===== 対象テキスト =====

一人一人をみて、ニーズを知り、ユニット内で情報を共有し、まずは入居者の暮らしが家庭に近づけるようにすることが必要であることが学べた。
自分の施設も自分が入居してもよいと思える施設にしたいと思った。
≪実地研修受入施設 ≫
- 施設の理念の大切さ。どこに向いて仕事をするのか、一番大切なこと。そして、理念をどのように具体化しているのかを見ていただいた。環境が人に与えられる影響は大きい。環境とは単なるハードや設えだけではなく、ユニットに流れる音や風や空気、職員の存在やそこで話す言葉も環境の一部。「暮らし」にこだわる必要がある。管理者に対する不満、不信等の意見が聞かれました。単に管理者のせいにするのではなくユニットの活動に巻き込むことも大切。裏付けを持ってしっかりプレゼンすれば管理者は動きます。まずはどこを向いて仕事をするかが大事。

===== データセット =====

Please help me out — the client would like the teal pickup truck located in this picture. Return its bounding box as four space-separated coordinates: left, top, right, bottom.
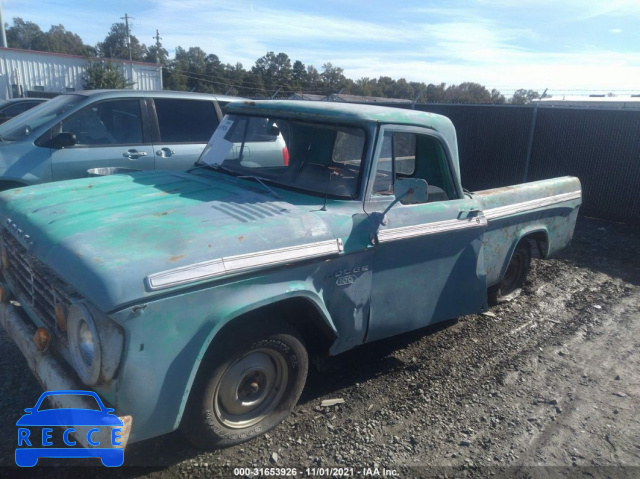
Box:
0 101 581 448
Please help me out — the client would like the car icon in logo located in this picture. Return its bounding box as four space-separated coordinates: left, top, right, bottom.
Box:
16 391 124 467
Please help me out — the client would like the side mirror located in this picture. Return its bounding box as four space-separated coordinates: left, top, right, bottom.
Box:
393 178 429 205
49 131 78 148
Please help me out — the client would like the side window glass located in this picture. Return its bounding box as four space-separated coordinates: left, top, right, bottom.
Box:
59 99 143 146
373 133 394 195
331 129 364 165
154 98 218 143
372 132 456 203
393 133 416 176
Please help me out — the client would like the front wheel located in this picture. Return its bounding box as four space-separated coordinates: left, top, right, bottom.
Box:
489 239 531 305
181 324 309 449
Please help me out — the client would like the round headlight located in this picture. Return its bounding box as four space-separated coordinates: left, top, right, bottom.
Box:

=====
===== データセット =====

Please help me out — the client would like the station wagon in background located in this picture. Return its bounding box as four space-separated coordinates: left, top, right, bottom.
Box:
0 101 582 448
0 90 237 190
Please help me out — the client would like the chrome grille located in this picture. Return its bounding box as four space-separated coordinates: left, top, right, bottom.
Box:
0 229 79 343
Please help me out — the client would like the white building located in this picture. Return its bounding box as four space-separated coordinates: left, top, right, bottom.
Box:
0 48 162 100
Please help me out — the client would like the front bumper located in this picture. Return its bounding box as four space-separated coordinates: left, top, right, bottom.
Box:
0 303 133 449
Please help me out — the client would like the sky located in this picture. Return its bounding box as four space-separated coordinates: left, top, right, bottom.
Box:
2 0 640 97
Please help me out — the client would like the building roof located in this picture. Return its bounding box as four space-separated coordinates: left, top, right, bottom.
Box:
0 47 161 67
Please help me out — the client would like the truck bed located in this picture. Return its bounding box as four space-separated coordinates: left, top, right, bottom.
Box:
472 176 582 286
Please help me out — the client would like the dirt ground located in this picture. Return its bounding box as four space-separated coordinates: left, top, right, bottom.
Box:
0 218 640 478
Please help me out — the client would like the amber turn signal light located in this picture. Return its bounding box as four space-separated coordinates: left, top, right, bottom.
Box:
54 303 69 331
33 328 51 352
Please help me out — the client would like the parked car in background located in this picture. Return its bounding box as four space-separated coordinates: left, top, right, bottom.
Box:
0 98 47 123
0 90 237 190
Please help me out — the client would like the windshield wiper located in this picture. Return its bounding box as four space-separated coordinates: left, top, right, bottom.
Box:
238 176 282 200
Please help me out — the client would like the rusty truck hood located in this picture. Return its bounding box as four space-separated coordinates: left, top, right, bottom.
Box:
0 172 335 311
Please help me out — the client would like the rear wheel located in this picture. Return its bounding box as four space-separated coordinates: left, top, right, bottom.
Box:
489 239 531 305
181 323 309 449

=====
===== データセット =====

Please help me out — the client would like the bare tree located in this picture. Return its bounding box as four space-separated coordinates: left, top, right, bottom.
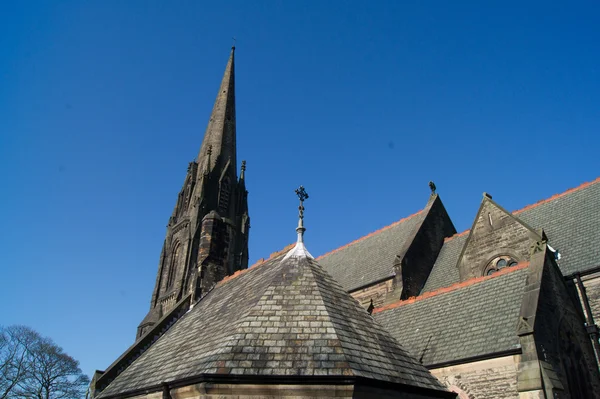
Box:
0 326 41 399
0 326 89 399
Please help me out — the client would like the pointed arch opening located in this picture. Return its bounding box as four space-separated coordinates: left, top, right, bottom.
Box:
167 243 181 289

=====

対象テキストの「≪実地研修受入施設 ≫」の部分で、「ハードや設え」のほかに環境の一部として挙げられているものをすべて書き出してください。

* _解答_:
- ユニットに流れる音
- ユニットに流れる風
- ユニットに流れる空気
- 職員の存在
- そこで話す言葉